# [Document text]
--
Keywords

1 Introduction

The personalized recommendation has been widely used in e-learning systems; It has been a practical approach to overcome information overloading by helping learners for better course selection [3, 8]. However, the development of recommendation system must not only consider the capability of delivering the suitable learning material to the learner anytime, but also how to actively distinguish learners who need a recommendation at that time based on their past performance.

Knowledge tracing, on the other hand, is the process of modelling student knowledge over time to predict how learners will perform on future interactions accurately [5]. Knowledge tracing can identify suitable learners for a potential recommendation based on their knowledge level, thus providing more effective learning. It can be helpful for both learners and tutors, as predicting recommendation need in the right time can highly decrease drop out rate and increase learners engagement.

Recently, deep learning [2] and graph theory [11] are becoming two actives areas in e-learning. Previous work tries to predict student proficiency by modelling knowledge concepts into nodes using a deep graph neural network [9]. Although the efficiency of this approach, it focuses on knowledge concepts more than the learner. Also, this approach is not entirely taking into consideration the dynamic structure of the graph, which reflects the knowledge acquisition change over time steps.
--
# [Supplied information]
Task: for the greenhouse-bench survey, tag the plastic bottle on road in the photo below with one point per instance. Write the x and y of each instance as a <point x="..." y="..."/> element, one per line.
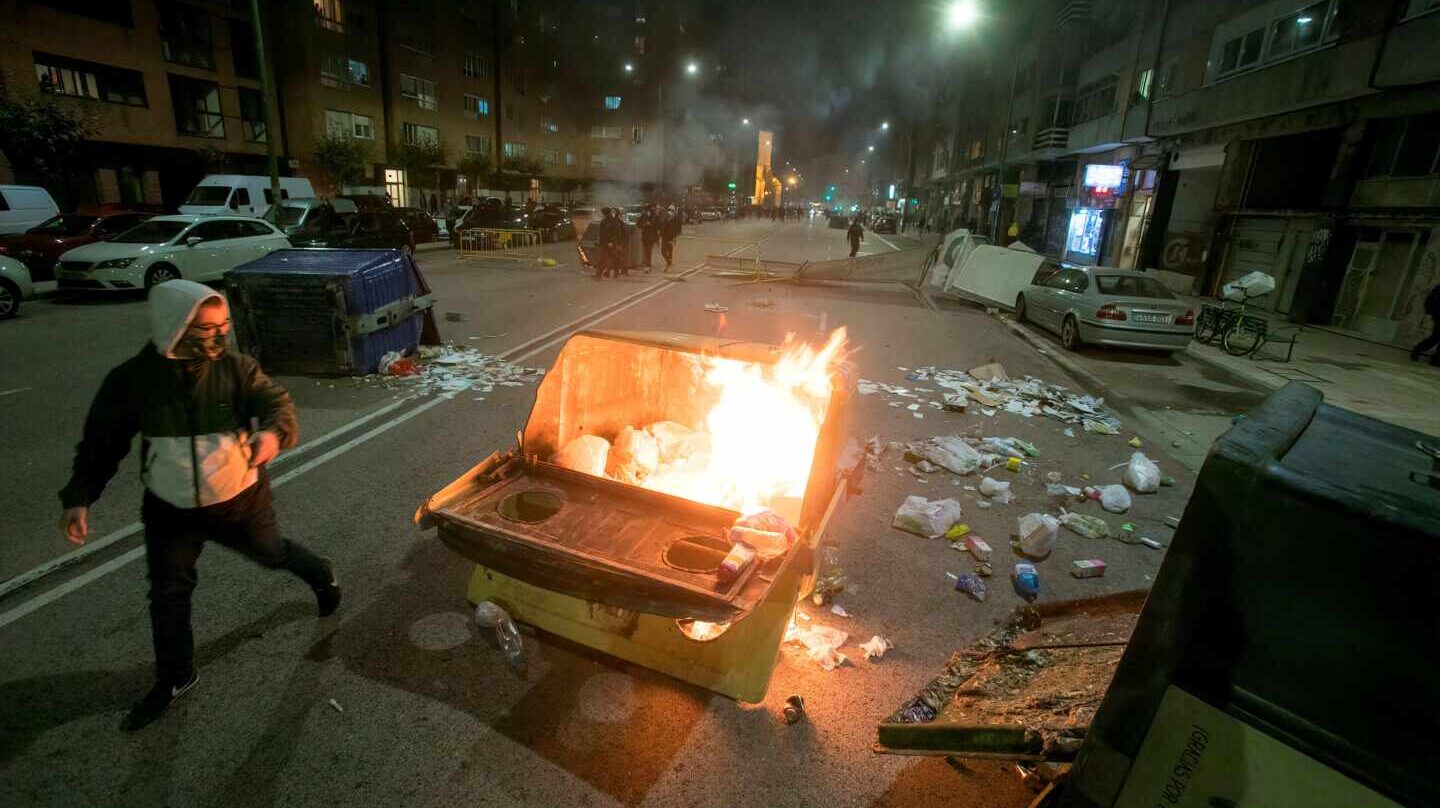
<point x="493" y="617"/>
--
# [Task details]
How would the introduction on knowledge tracing and e-learning recommendation go on? Write its next part, starting after the sentence that ends "over time steps." The material has no connection to the introduction on knowledge tracing and e-learning recommendation.

# [Reply to the exercise]
In our paper, Based on [12], we propose a time-series node classification in a dynamic graph-based knowledge tracing approach. By modelling learners into nodes, we group learners in graphs based on a particular knowledge concept introduced by the tutor. Both nodes and graph topology are transforming over time, matching the knowledge tracing of learners. Through Gated Recurrent Unit (GRU) network [4] and the Attention Neural Network (ANN) [7], we propose to learn feature representation by aggregating the learner (presented by node) and its neighbours, then extract the network topology information at each different time step. The generated dependent temporal information will provide adequate information about the actual need for a future recommendation in the chosen knowledge concept for every individual learner presented in the graph.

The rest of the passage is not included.